- EXTRAIT FOURNI

___

Ukraine: un an après, des leçons

UkraineOnde de choc sur les armées alliées

Source: Le Monde du 20/02/2023

UN AN DE GUERRE EN UKRAINE

Mêlant des armements jugés désuets à d’autres relevant des technologies les plus modernes, la guerre d’invasion russe menée contre son voisin contraint les états-majors occidentaux à réviser leur grammaire stratégique et militaire

Emmanuel Grynszpan,Philippe Jacqué(Bruxelles, Bureau Européen),Cédric PietralungaEt Élise Vincent

Un an après l’invasion russe du 24 février 2022, la guerre en Ukraine a mis à mal les certitudes des armées occidentales. Engagées dans des combats expéditionnaires depuis la première guerre du Golfe, en 1991, ces dernières avaient perdu l’habitude du conflit interétatique de haute intensité. Les images des tranchées creusées dans l’Est et le Sud ukrainiens ont ravivé le souvenir de 1914-1918. Celles d’une colonne de chars fonçant sur Kiev, dès le déclenchement des hostilités, puis celles des grandes villes défigurées par les bombardements ont évoqué 1939-1945. A l’inverse, l’entrée en action de nouvelles technologies – telles que les drones, ou les constellations de satellites Starlink permettant aux troupes ukrainiennes de rester connectées entre elles – a pu donner le sentiment d’être projeté dans le futur. Confrontés à une guerre sur le continent européen qu’ils n’avaient pas anticipée, les chefs d’état-major révisent leur grammaire stratégique et s’interrogent sur leurs doctrines.

___

- ITEMS

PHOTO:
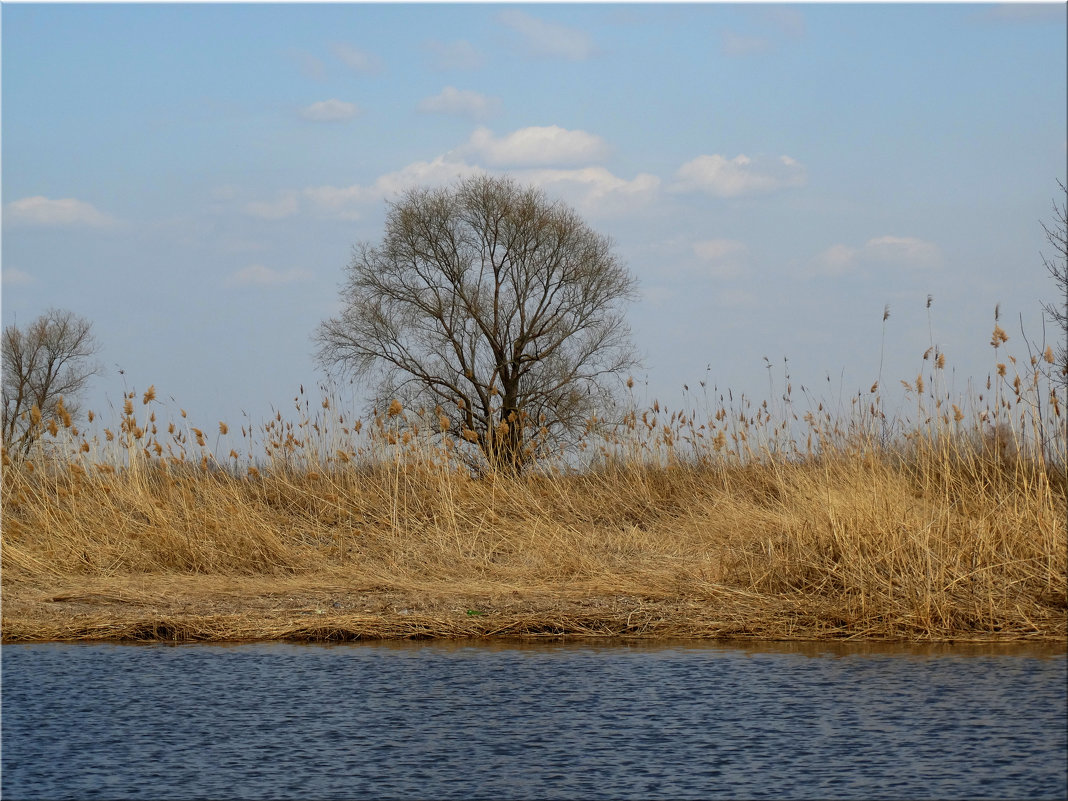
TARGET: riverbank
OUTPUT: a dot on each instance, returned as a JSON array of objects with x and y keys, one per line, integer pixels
[
  {"x": 946, "y": 527},
  {"x": 827, "y": 549},
  {"x": 326, "y": 609}
]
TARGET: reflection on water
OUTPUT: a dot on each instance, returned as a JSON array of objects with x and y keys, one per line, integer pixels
[{"x": 534, "y": 720}]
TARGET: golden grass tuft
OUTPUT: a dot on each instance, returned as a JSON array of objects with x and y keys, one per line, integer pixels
[{"x": 725, "y": 522}]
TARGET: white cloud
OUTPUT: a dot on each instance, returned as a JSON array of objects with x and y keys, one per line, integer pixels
[
  {"x": 40, "y": 210},
  {"x": 452, "y": 100},
  {"x": 594, "y": 189},
  {"x": 361, "y": 61},
  {"x": 905, "y": 251},
  {"x": 721, "y": 257},
  {"x": 787, "y": 20},
  {"x": 329, "y": 111},
  {"x": 284, "y": 205},
  {"x": 739, "y": 175},
  {"x": 537, "y": 146},
  {"x": 879, "y": 252},
  {"x": 14, "y": 277},
  {"x": 458, "y": 55},
  {"x": 256, "y": 275},
  {"x": 549, "y": 38},
  {"x": 836, "y": 261}
]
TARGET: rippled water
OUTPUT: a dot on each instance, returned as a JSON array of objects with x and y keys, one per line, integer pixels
[{"x": 470, "y": 720}]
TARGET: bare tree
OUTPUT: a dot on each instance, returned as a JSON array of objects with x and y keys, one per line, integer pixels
[
  {"x": 45, "y": 367},
  {"x": 1057, "y": 266},
  {"x": 495, "y": 307}
]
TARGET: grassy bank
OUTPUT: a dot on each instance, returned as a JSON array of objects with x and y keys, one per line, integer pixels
[{"x": 944, "y": 524}]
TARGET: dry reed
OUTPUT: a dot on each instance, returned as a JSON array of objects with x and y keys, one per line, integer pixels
[{"x": 743, "y": 520}]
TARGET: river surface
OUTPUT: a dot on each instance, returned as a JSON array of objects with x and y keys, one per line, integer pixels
[{"x": 470, "y": 720}]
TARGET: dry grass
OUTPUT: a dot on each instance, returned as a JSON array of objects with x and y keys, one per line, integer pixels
[{"x": 945, "y": 525}]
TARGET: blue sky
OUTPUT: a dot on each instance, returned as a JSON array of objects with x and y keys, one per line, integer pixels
[{"x": 192, "y": 177}]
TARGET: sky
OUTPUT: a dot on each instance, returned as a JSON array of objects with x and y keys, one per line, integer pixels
[{"x": 192, "y": 177}]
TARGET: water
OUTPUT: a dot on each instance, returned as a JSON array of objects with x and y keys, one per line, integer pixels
[{"x": 469, "y": 720}]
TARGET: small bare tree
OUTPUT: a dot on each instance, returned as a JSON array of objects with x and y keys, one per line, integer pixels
[
  {"x": 45, "y": 367},
  {"x": 1057, "y": 266},
  {"x": 495, "y": 307}
]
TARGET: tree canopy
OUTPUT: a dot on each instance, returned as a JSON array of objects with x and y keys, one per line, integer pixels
[
  {"x": 46, "y": 365},
  {"x": 495, "y": 307}
]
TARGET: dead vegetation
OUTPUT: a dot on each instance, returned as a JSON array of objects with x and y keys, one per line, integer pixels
[{"x": 741, "y": 521}]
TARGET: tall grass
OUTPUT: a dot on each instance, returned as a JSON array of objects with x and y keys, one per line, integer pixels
[{"x": 788, "y": 519}]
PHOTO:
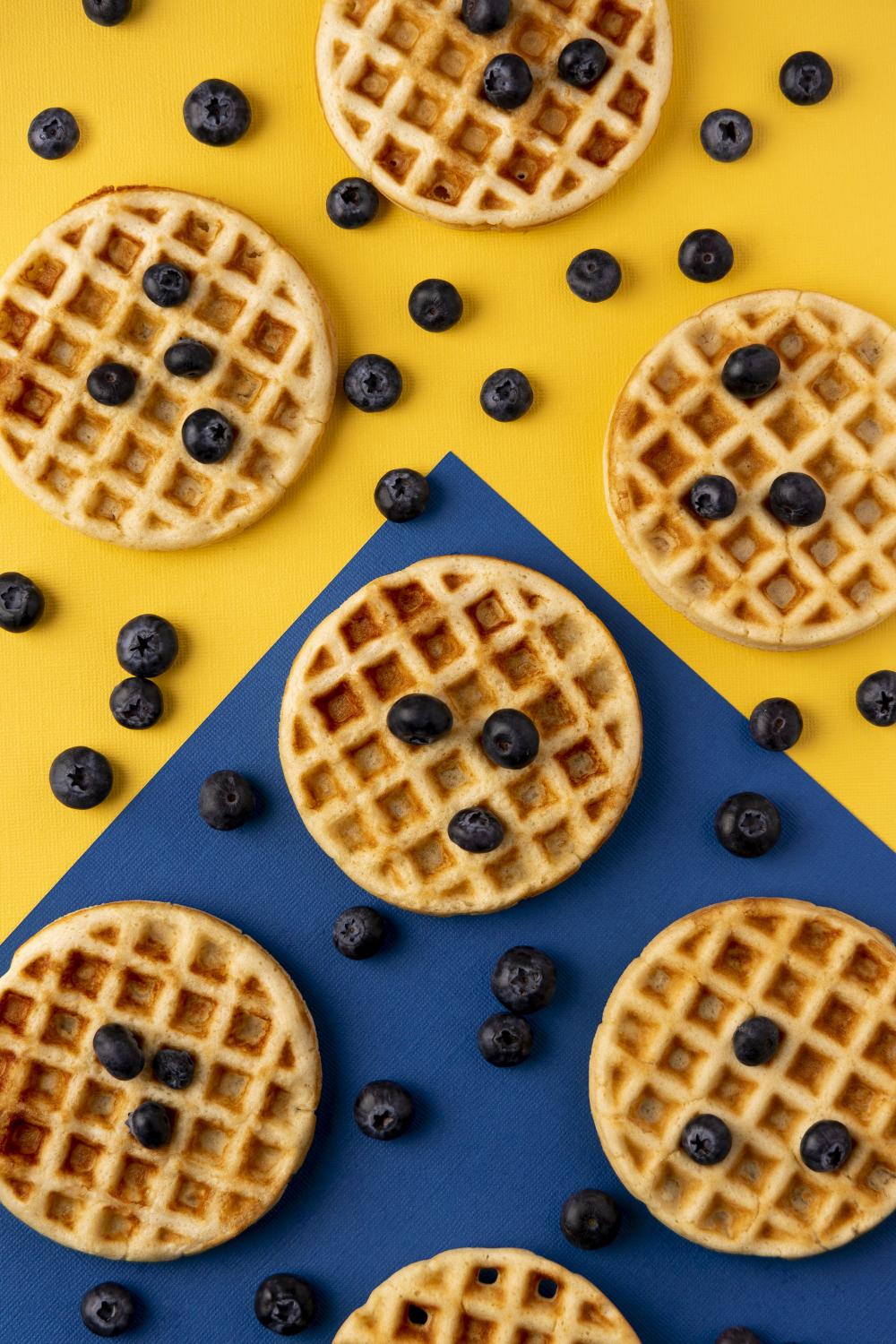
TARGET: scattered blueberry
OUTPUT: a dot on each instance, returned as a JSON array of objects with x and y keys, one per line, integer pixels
[
  {"x": 504, "y": 1039},
  {"x": 747, "y": 824},
  {"x": 81, "y": 777},
  {"x": 373, "y": 383},
  {"x": 118, "y": 1051},
  {"x": 402, "y": 495},
  {"x": 775, "y": 725},
  {"x": 21, "y": 602},
  {"x": 383, "y": 1109}
]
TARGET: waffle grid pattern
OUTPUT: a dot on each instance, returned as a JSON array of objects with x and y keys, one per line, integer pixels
[
  {"x": 177, "y": 978},
  {"x": 662, "y": 1054},
  {"x": 402, "y": 89},
  {"x": 74, "y": 300},
  {"x": 831, "y": 416},
  {"x": 487, "y": 1297}
]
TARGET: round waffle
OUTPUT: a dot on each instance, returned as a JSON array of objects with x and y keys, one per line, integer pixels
[
  {"x": 74, "y": 300},
  {"x": 402, "y": 89},
  {"x": 495, "y": 1296},
  {"x": 664, "y": 1054},
  {"x": 479, "y": 634},
  {"x": 831, "y": 416},
  {"x": 177, "y": 978}
]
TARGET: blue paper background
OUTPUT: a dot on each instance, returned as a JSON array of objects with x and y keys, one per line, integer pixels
[{"x": 493, "y": 1152}]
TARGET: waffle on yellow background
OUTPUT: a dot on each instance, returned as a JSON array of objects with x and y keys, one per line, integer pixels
[{"x": 788, "y": 209}]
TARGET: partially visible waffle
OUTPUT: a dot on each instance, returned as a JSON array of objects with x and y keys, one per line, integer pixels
[
  {"x": 74, "y": 300},
  {"x": 831, "y": 416},
  {"x": 664, "y": 1054},
  {"x": 402, "y": 90},
  {"x": 487, "y": 1297},
  {"x": 479, "y": 634},
  {"x": 177, "y": 978}
]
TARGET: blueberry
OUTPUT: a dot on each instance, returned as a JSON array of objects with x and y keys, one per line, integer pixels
[
  {"x": 21, "y": 602},
  {"x": 166, "y": 285},
  {"x": 285, "y": 1304},
  {"x": 511, "y": 738},
  {"x": 150, "y": 1124},
  {"x": 825, "y": 1145},
  {"x": 590, "y": 1219},
  {"x": 81, "y": 777},
  {"x": 705, "y": 1140},
  {"x": 506, "y": 81},
  {"x": 806, "y": 78},
  {"x": 207, "y": 435},
  {"x": 756, "y": 1040},
  {"x": 504, "y": 1039},
  {"x": 505, "y": 395},
  {"x": 217, "y": 113},
  {"x": 476, "y": 830},
  {"x": 402, "y": 495},
  {"x": 108, "y": 1309},
  {"x": 419, "y": 719},
  {"x": 383, "y": 1109},
  {"x": 705, "y": 255},
  {"x": 751, "y": 371},
  {"x": 188, "y": 358},
  {"x": 147, "y": 645},
  {"x": 775, "y": 725},
  {"x": 359, "y": 932},
  {"x": 484, "y": 16},
  {"x": 373, "y": 383},
  {"x": 874, "y": 698},
  {"x": 435, "y": 306},
  {"x": 726, "y": 134},
  {"x": 797, "y": 499},
  {"x": 582, "y": 62},
  {"x": 747, "y": 824},
  {"x": 136, "y": 703},
  {"x": 352, "y": 203},
  {"x": 118, "y": 1051},
  {"x": 524, "y": 978},
  {"x": 174, "y": 1067},
  {"x": 226, "y": 800},
  {"x": 713, "y": 497}
]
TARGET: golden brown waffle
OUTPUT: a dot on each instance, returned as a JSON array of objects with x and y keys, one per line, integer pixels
[
  {"x": 177, "y": 978},
  {"x": 74, "y": 298},
  {"x": 664, "y": 1054},
  {"x": 401, "y": 86},
  {"x": 831, "y": 416},
  {"x": 479, "y": 634},
  {"x": 487, "y": 1297}
]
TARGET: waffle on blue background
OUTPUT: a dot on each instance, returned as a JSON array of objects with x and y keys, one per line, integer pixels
[{"x": 493, "y": 1152}]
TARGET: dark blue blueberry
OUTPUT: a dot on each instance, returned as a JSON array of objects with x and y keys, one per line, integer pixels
[
  {"x": 217, "y": 113},
  {"x": 747, "y": 824},
  {"x": 506, "y": 81},
  {"x": 402, "y": 495},
  {"x": 373, "y": 383},
  {"x": 207, "y": 435},
  {"x": 118, "y": 1051},
  {"x": 53, "y": 134},
  {"x": 383, "y": 1109},
  {"x": 524, "y": 978},
  {"x": 81, "y": 777},
  {"x": 21, "y": 602}
]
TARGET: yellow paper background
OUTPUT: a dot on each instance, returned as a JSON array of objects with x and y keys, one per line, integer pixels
[{"x": 809, "y": 207}]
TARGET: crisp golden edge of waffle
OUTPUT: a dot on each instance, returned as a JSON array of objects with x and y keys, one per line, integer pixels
[
  {"x": 383, "y": 1317},
  {"x": 624, "y": 1002},
  {"x": 196, "y": 927},
  {"x": 522, "y": 215},
  {"x": 298, "y": 703}
]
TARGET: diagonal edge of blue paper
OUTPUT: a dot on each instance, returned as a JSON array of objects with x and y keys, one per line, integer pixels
[{"x": 493, "y": 1152}]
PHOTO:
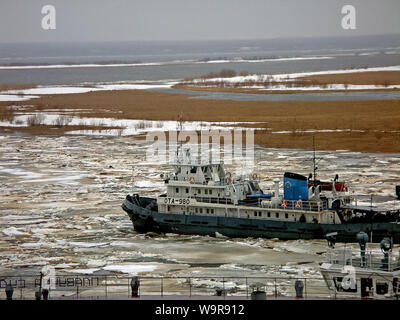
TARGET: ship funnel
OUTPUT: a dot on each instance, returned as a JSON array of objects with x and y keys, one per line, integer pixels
[
  {"x": 276, "y": 184},
  {"x": 386, "y": 247},
  {"x": 363, "y": 239},
  {"x": 331, "y": 237}
]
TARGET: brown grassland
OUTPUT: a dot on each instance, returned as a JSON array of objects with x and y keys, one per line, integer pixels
[{"x": 376, "y": 119}]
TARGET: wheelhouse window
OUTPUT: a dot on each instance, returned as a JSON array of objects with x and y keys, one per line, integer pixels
[
  {"x": 339, "y": 286},
  {"x": 382, "y": 287}
]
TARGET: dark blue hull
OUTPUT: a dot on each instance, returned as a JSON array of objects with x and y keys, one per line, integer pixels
[{"x": 145, "y": 220}]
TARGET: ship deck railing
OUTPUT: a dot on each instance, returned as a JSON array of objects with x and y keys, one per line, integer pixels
[
  {"x": 371, "y": 260},
  {"x": 112, "y": 286},
  {"x": 307, "y": 205}
]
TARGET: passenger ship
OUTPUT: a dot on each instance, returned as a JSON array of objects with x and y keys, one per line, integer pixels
[{"x": 204, "y": 199}]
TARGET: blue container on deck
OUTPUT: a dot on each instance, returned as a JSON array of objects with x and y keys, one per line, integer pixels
[{"x": 295, "y": 186}]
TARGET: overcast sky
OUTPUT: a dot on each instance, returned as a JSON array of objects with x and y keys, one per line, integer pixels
[{"x": 120, "y": 20}]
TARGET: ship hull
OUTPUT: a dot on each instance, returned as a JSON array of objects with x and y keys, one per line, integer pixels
[{"x": 147, "y": 220}]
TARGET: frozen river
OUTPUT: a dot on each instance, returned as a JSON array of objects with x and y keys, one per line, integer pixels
[{"x": 60, "y": 205}]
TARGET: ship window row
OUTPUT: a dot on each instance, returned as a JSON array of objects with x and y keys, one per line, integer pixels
[{"x": 200, "y": 210}]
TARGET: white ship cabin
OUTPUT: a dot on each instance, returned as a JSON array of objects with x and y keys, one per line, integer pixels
[
  {"x": 208, "y": 183},
  {"x": 206, "y": 189}
]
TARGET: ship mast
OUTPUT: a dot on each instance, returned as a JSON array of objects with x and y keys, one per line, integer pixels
[
  {"x": 179, "y": 142},
  {"x": 314, "y": 165}
]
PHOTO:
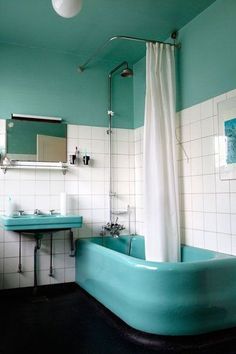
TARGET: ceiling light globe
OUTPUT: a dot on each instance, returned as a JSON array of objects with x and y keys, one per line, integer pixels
[{"x": 67, "y": 8}]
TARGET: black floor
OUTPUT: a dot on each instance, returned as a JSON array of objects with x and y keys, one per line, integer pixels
[{"x": 63, "y": 319}]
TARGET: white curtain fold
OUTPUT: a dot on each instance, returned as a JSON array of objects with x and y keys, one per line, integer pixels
[{"x": 161, "y": 201}]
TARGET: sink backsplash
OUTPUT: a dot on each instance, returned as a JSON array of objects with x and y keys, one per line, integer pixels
[{"x": 87, "y": 188}]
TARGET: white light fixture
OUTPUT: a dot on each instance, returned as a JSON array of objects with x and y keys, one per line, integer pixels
[{"x": 67, "y": 8}]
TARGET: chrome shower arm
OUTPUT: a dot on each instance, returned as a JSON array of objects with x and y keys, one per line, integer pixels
[{"x": 82, "y": 67}]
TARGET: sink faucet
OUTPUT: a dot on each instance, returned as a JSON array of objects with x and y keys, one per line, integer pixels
[
  {"x": 114, "y": 228},
  {"x": 37, "y": 212}
]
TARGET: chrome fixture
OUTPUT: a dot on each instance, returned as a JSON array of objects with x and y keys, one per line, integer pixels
[
  {"x": 29, "y": 117},
  {"x": 114, "y": 228},
  {"x": 37, "y": 212},
  {"x": 67, "y": 8},
  {"x": 126, "y": 72},
  {"x": 82, "y": 67}
]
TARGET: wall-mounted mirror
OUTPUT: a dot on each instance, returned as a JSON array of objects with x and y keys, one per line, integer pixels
[{"x": 40, "y": 141}]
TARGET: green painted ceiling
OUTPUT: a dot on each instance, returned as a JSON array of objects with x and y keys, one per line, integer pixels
[{"x": 34, "y": 23}]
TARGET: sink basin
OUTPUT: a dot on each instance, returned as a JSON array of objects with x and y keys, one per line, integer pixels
[{"x": 29, "y": 222}]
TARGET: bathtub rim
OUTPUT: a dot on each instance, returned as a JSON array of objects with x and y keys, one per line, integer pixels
[{"x": 221, "y": 259}]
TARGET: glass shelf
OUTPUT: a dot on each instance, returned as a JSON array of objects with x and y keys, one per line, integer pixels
[{"x": 35, "y": 165}]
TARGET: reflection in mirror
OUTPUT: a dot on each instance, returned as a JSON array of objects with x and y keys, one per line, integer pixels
[{"x": 36, "y": 141}]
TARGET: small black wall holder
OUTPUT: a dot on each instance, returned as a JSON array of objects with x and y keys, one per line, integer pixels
[{"x": 86, "y": 159}]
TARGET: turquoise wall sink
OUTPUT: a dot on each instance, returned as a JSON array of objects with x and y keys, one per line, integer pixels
[{"x": 40, "y": 222}]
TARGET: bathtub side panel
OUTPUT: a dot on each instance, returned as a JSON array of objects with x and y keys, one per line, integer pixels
[{"x": 184, "y": 299}]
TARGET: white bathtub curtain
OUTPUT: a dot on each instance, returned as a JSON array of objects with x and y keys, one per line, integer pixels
[{"x": 161, "y": 204}]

___

- DÉFIS
1: Répondez à ces questions d'après l'extrait sur la guerre en Ukraine :
(a) À quelle date a eu lieu l'invasion russe ?
(b) Depuis quelle guerre les armées occidentales mènent-elles des combats expéditionnaires ?
(c) Qu'est-ce qui permet aux troupes ukrainiennes de rester connectées entre elles ?
2: Pour chaque phrase, dites si elle est conforme à l'extrait sur la guerre en Ukraine, en citant les mots de l'extrait qui le montrent :
(a) Les images des tranchées ont rappelé la guerre de 1939-1945.
(b) Les chefs d'état-major avaient prévu une guerre sur le continent européen.
(c) Les drones comptent parmi les nouvelles technologies entrées en action.
3: Rédigez la suite de l'extrait sur la guerre en Ukraine, juste après sa dernière phrase.
Les items ne jouent aucun rôle ici.

- RÉPONSES PAR EXERCICE
1:
(a) Le 24 février 2022.
(b) Depuis la première guerre du Golfe, en 1991.
(c) Les constellations de satellites Starlink.

2:
(a) Non : « Les images des tranchées creusées dans l’Est et le Sud ukrainiens ont ravivé le souvenir de 1914-1918. »
(b) Non : « Confrontés à une guerre sur le continent européen qu’ils n’avaient pas anticipée »
(c) Oui : « l’entrée en action de nouvelles technologies – telles que les drones »

3:
Le premier tournant majeur, aux implications encore difficiles à mesurer sur le long terme, est le réveil de l’OTAN et le retour en force des Etats-Unis au sein de la défense européenne. Après avoir vu sa crédibilité mise en doute par ses membres qui rechignaient à mettre la main au portefeuille et par une administration Trump qui menaçait de se retirer, l’Alliance atlantique assiste à sa propre résurrection. Déclarée en état de « mort cérébrale » par le président français, en décembre 2021, l’organisation devrait bientôt intégrer la Finlande et, si le veto turc est levé, la Suède – deux nations qui mettent ainsi un terme à leur tradition séculaire de neutralité. « Après trente ans de gestion de crises hors de l’Europe, notamment en Libye et en Afghanistan, la guerre en Ukraine a acté le retour de l’OTAN à ses fonctions essentielles : établir la défense collective, territoriale, de l’Europe », estime ainsi Camille Grand, ancien secrétaire général adjoint de l’organisation et désormais expert pour le centre de recherche European Council on Foreign Relations.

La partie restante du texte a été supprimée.